START Records supplied

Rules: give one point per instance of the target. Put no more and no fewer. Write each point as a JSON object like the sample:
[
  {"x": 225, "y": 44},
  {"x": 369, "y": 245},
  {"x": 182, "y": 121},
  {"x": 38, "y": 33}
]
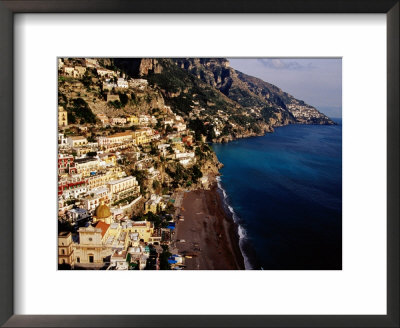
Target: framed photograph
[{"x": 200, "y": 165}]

END Records supplied

## About this exercise:
Across all the lines above, repeat the wording exactly and omit the pictures.

## Solved problem:
Rules: give one point per instance of the target. Put no more and no fewer. Write each point as a JSON object like the sample:
[
  {"x": 225, "y": 44},
  {"x": 369, "y": 245},
  {"x": 182, "y": 121},
  {"x": 38, "y": 33}
]
Target: framed photograph
[{"x": 200, "y": 165}]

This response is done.